Excerpted text

§

A Joyful Experience: An Espresso With Antoinette Montague
July 29, 2022
When we went into lockdown in March 2020, jazz vocalist Antoinette Montague was already streaming jazz and blues to people sitting at home. As she explains, “I was one of the first jazz educators to use Zoom back in January 2020 with my Marymount College students. And because of that, it was easy for me to be one of the first to bring jazz and blues to listeners via Zoom.”
As a result, the singer, who has shared the stage with jazz artists such as Benny Powell, Wycliffe Gordon, Christopher McBride, Bernard Purdie, Mulgrew Miller, Winard Harper, John Di Martino, Wynton Marsalis, and Frank Wess, stayed extremely busy during the pandemic: teaching, mentoring and performing.
“I recognized that, as jazz educators and performers, we needed to use this great music as a way of helping people heal. We were playing jazz and blues as a means of service, not for self-service,” she continues.
That is why she is so highly regarded as a vocalist, an educator and a mentor. She is Senior Vocal Instructor for Jazz Power Initiative; an adjunct at Marymount College and the New School; a teacher at the Newark School of the Arts; and singing instructor for Jazzmobile at the Celia Cruz Bronx High School of Music.

§

Dataset entries
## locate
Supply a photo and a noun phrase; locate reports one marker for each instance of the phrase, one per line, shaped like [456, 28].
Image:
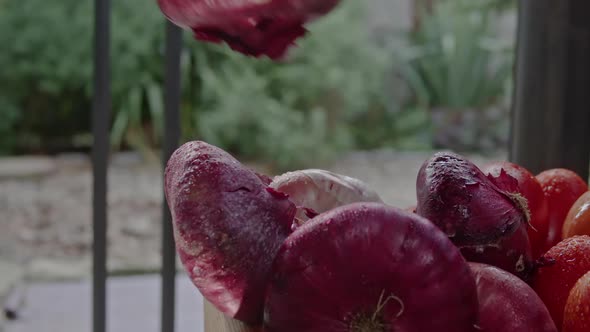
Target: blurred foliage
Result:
[334, 93]
[327, 97]
[458, 67]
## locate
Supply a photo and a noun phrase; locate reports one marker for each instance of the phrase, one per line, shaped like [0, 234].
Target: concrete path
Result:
[133, 305]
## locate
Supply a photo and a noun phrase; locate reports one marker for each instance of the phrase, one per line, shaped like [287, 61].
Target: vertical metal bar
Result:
[172, 97]
[100, 131]
[551, 120]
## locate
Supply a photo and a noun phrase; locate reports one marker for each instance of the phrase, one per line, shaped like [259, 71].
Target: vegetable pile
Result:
[312, 250]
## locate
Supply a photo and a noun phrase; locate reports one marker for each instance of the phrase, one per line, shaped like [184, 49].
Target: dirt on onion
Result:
[228, 226]
[457, 197]
[370, 267]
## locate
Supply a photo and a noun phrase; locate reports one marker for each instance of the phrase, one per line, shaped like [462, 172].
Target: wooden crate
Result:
[217, 322]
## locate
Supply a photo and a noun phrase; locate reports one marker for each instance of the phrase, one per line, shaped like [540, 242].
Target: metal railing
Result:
[100, 156]
[529, 127]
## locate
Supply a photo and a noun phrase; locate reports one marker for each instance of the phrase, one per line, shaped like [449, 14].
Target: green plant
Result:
[328, 96]
[455, 60]
[459, 69]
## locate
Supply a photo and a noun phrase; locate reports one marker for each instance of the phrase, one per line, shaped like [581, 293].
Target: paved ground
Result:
[45, 235]
[45, 218]
[133, 305]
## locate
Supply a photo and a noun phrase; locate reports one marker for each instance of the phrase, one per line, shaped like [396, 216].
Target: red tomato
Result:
[577, 221]
[530, 188]
[575, 316]
[562, 188]
[566, 263]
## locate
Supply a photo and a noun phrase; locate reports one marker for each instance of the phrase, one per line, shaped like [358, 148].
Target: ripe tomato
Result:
[577, 221]
[575, 316]
[566, 263]
[562, 188]
[529, 187]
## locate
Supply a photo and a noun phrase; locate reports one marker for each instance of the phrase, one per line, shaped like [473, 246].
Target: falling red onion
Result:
[252, 27]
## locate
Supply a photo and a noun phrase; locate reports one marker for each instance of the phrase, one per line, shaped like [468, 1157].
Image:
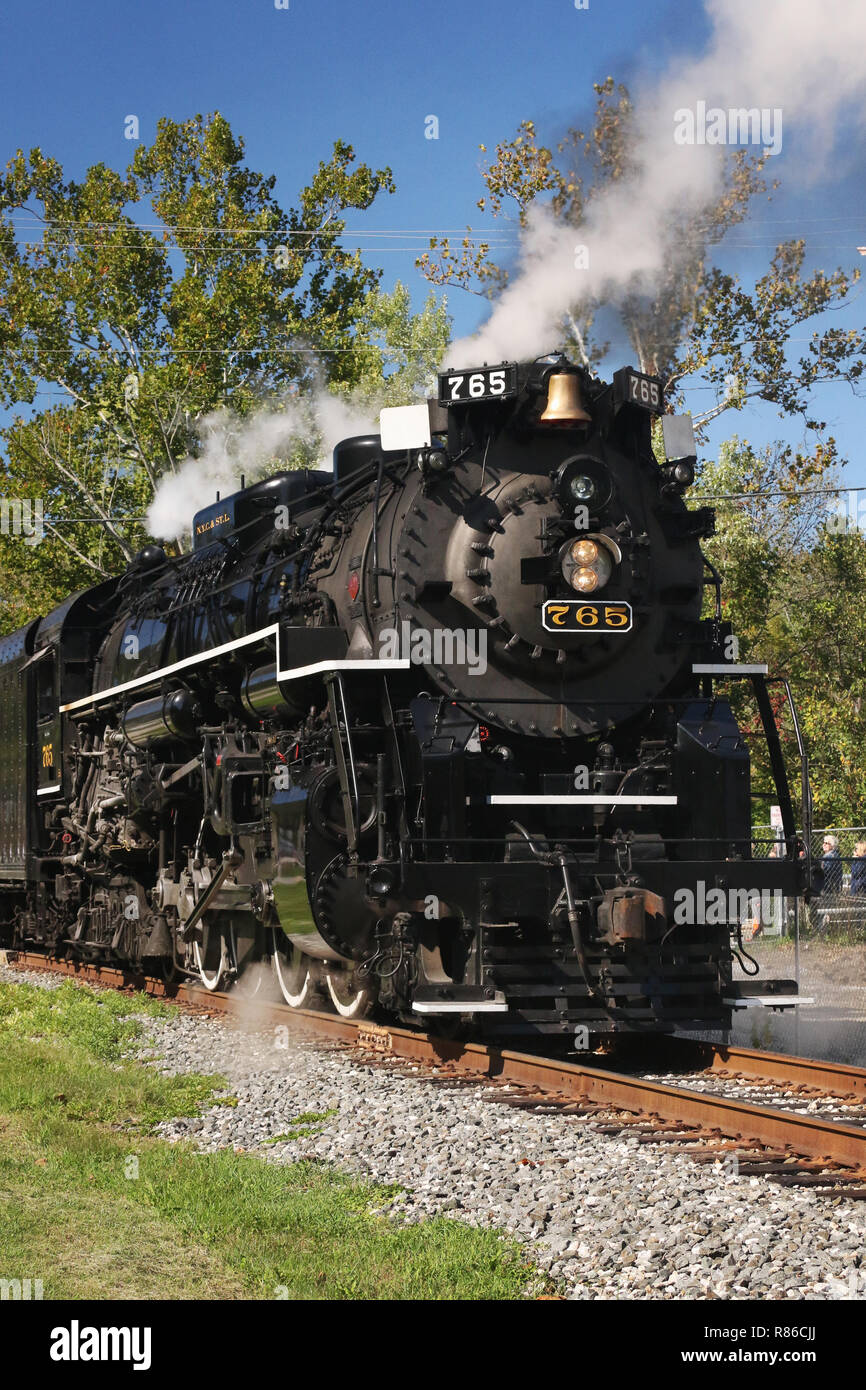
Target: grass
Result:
[97, 1207]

§

Aim of the task
Retype the passage of the Antoinette Montague profile that begins at the words "A Joyful Experience: An" and stops after the words "mentoring and performing.". Keep every word and punctuation mark as it appears.

The answer
A Joyful Experience: An Espresso With Antoinette Montague
July 29, 2022
When we went into lockdown in March 2020, jazz vocalist Antoinette Montague was already streaming jazz and blues to people sitting at home. As she explains, “I was one of the first jazz educators to use Zoom back in January 2020 with my Marymount College students. And because of that, it was easy for me to be one of the first to bring jazz and blues to listeners via Zoom.”
As a result, the singer, who has shared the stage with jazz artists such as Benny Powell, Wycliffe Gordon, Christopher McBride, Bernard Purdie, Mulgrew Miller, Winard Harper, John Di Martino, Wynton Marsalis, and Frank Wess, stayed extremely busy during the pandemic: teaching, mentoring and performing.